**WORK TO BE COMPLETED:** Locate every line in the items below that contains the word "vertical" and copy each of those lines in full.

**ITEMS:**
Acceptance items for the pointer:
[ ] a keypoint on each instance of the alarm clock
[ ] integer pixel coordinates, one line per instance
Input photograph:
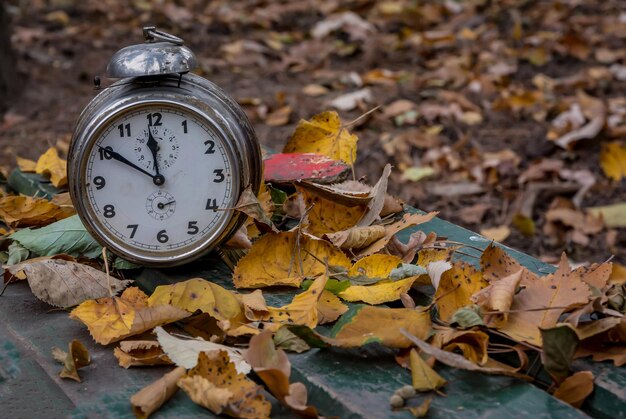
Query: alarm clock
(159, 158)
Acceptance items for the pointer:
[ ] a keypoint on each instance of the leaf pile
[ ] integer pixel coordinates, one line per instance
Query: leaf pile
(338, 248)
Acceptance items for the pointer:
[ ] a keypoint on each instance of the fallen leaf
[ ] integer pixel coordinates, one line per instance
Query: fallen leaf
(323, 134)
(238, 396)
(184, 352)
(133, 353)
(150, 398)
(200, 294)
(76, 358)
(407, 221)
(456, 287)
(303, 308)
(274, 369)
(115, 318)
(423, 377)
(613, 160)
(26, 211)
(51, 165)
(457, 361)
(552, 295)
(63, 283)
(576, 388)
(286, 259)
(379, 293)
(559, 346)
(67, 236)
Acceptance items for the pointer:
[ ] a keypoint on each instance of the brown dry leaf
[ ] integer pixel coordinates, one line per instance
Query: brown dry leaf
(576, 388)
(496, 264)
(424, 378)
(249, 204)
(326, 216)
(64, 283)
(77, 357)
(613, 160)
(323, 134)
(457, 361)
(150, 398)
(303, 308)
(240, 397)
(274, 368)
(286, 259)
(356, 237)
(115, 318)
(407, 221)
(329, 308)
(279, 117)
(51, 165)
(26, 211)
(553, 295)
(200, 294)
(456, 287)
(498, 296)
(26, 165)
(134, 353)
(472, 343)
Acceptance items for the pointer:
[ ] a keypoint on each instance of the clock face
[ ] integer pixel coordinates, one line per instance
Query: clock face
(159, 180)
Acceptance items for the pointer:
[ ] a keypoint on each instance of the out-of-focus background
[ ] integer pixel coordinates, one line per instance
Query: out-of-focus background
(506, 116)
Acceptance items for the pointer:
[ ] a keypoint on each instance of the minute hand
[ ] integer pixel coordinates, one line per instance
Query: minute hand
(122, 159)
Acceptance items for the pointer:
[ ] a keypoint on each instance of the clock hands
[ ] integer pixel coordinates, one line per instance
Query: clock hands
(153, 146)
(158, 180)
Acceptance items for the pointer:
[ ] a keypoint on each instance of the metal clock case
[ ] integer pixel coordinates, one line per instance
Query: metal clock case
(159, 159)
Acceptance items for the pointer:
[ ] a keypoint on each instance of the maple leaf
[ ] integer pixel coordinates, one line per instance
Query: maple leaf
(552, 295)
(323, 134)
(115, 318)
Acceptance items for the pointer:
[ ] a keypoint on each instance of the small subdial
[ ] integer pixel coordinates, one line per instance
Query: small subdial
(167, 152)
(160, 205)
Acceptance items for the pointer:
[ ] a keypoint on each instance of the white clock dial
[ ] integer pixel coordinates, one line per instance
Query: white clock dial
(161, 204)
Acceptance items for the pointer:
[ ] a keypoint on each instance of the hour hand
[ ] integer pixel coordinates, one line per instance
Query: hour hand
(117, 156)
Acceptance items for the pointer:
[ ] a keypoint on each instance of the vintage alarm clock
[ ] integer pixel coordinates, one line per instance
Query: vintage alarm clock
(159, 159)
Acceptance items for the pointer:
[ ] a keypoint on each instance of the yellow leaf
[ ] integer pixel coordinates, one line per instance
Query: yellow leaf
(456, 287)
(222, 388)
(286, 259)
(613, 160)
(200, 294)
(368, 324)
(114, 318)
(375, 266)
(424, 378)
(407, 221)
(323, 134)
(553, 294)
(51, 165)
(302, 309)
(326, 216)
(26, 211)
(472, 343)
(379, 293)
(26, 165)
(576, 388)
(329, 308)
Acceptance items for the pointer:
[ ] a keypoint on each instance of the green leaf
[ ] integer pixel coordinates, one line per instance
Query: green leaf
(66, 236)
(559, 345)
(468, 316)
(17, 253)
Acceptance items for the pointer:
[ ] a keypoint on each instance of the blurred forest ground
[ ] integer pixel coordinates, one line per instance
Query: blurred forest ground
(496, 113)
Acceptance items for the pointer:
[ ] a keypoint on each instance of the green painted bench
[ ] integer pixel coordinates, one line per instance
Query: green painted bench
(345, 383)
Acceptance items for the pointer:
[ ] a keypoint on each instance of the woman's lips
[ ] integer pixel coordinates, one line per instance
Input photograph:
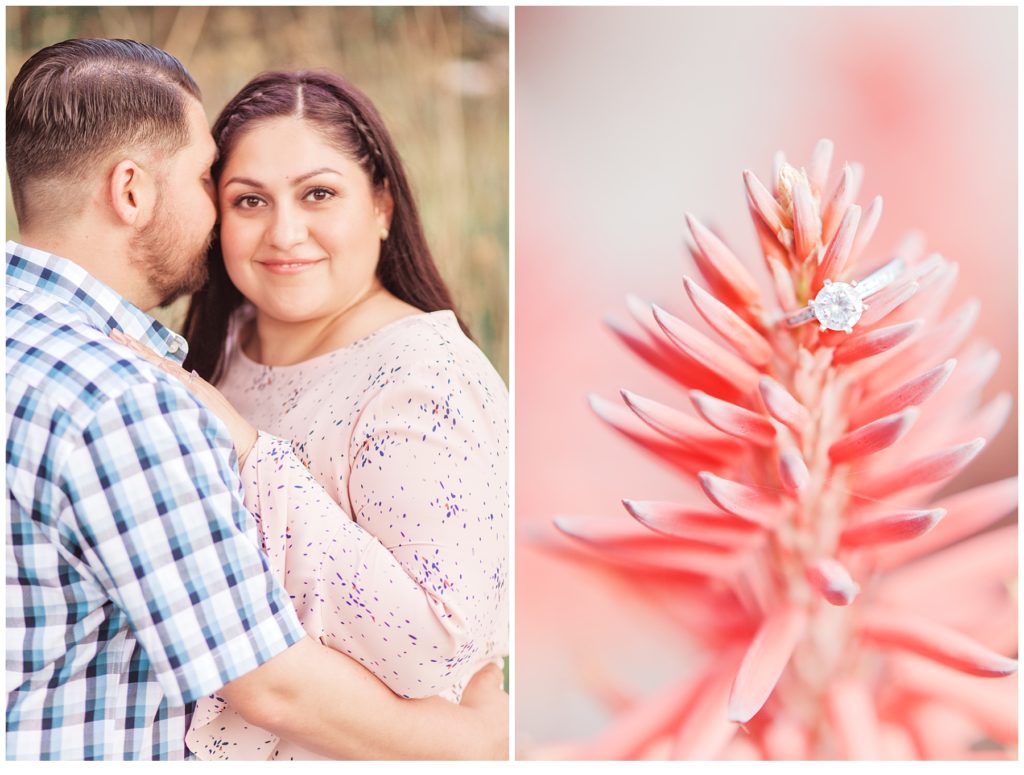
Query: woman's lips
(285, 266)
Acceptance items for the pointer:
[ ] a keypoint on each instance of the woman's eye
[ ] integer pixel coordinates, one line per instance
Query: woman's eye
(320, 195)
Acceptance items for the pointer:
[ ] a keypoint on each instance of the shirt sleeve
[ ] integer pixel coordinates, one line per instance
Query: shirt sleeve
(156, 510)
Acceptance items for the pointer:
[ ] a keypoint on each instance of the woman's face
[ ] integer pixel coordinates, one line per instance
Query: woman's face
(300, 223)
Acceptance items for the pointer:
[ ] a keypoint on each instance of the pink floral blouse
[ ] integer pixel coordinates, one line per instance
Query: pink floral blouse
(407, 431)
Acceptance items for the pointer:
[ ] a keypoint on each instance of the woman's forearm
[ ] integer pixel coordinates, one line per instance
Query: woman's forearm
(328, 703)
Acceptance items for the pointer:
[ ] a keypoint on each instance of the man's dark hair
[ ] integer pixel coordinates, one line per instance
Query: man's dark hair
(75, 102)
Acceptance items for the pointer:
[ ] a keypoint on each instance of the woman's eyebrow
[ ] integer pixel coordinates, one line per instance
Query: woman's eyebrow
(298, 179)
(317, 171)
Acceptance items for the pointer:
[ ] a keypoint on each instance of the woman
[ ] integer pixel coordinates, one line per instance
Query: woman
(326, 323)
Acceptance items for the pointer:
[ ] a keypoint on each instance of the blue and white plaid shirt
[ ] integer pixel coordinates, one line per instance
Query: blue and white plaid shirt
(134, 580)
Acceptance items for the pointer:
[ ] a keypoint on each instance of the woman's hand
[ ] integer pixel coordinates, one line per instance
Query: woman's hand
(243, 434)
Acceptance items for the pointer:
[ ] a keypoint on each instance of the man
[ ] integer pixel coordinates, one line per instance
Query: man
(134, 583)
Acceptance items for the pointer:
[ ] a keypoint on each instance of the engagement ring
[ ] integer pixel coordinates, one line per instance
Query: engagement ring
(839, 305)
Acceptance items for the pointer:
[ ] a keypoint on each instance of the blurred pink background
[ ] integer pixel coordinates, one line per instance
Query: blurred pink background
(626, 119)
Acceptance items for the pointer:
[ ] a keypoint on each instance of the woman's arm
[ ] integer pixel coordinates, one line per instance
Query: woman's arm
(413, 588)
(438, 430)
(328, 703)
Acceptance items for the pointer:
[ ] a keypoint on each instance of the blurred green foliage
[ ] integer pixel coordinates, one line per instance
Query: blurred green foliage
(437, 75)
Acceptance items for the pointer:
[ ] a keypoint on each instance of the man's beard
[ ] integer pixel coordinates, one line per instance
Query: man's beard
(172, 266)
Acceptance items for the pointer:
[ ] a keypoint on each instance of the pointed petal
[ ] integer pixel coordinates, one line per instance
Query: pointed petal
(729, 326)
(689, 432)
(872, 437)
(928, 470)
(991, 703)
(777, 163)
(833, 580)
(911, 393)
(764, 662)
(782, 405)
(976, 367)
(864, 345)
(793, 471)
(886, 301)
(650, 354)
(686, 522)
(937, 282)
(843, 197)
(664, 557)
(938, 343)
(734, 420)
(782, 285)
(902, 525)
(854, 719)
(610, 531)
(764, 204)
(626, 423)
(772, 245)
(967, 513)
(906, 631)
(707, 730)
(838, 252)
(704, 350)
(868, 222)
(677, 364)
(758, 506)
(820, 162)
(723, 263)
(806, 223)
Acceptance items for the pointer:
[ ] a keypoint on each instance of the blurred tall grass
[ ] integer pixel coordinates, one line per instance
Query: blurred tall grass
(437, 75)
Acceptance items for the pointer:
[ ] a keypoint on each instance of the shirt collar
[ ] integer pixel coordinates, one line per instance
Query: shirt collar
(36, 270)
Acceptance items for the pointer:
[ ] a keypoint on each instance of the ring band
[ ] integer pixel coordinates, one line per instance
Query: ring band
(839, 305)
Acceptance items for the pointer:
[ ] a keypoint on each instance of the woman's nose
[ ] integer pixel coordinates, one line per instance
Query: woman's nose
(288, 227)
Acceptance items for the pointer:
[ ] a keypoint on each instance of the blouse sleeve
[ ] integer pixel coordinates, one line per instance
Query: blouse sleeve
(429, 478)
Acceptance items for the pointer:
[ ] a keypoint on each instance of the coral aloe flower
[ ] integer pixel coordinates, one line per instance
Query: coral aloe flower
(843, 612)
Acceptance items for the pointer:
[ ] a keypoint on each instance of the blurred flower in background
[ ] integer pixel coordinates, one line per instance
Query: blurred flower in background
(438, 76)
(627, 119)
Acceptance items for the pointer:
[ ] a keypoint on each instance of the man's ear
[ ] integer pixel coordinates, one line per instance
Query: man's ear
(132, 192)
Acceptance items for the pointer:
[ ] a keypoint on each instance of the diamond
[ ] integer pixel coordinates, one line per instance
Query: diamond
(838, 306)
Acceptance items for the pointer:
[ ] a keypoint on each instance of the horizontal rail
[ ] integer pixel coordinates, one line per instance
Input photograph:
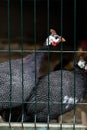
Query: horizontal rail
(43, 51)
(38, 125)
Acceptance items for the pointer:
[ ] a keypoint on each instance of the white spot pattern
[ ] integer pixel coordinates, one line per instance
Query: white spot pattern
(69, 100)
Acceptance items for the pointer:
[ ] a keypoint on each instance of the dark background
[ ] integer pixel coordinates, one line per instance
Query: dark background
(42, 21)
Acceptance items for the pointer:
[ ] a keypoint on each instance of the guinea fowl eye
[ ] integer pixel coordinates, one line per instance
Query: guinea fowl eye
(56, 37)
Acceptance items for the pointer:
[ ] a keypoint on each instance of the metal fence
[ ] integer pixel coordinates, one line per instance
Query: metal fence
(35, 125)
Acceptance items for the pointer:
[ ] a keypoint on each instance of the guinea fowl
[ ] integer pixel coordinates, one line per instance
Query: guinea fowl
(61, 96)
(15, 87)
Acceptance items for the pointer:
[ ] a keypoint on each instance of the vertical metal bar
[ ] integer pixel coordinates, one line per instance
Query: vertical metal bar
(74, 62)
(9, 52)
(35, 63)
(48, 28)
(61, 58)
(21, 14)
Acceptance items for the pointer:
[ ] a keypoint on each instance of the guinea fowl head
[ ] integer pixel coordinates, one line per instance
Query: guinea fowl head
(54, 39)
(82, 64)
(82, 48)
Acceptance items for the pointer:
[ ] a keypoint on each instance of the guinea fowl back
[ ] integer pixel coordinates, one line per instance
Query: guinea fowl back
(66, 90)
(15, 85)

**THE ANSWER:**
[ ] a keypoint on each instance of the vertical metal bar
Query: vertical metal bar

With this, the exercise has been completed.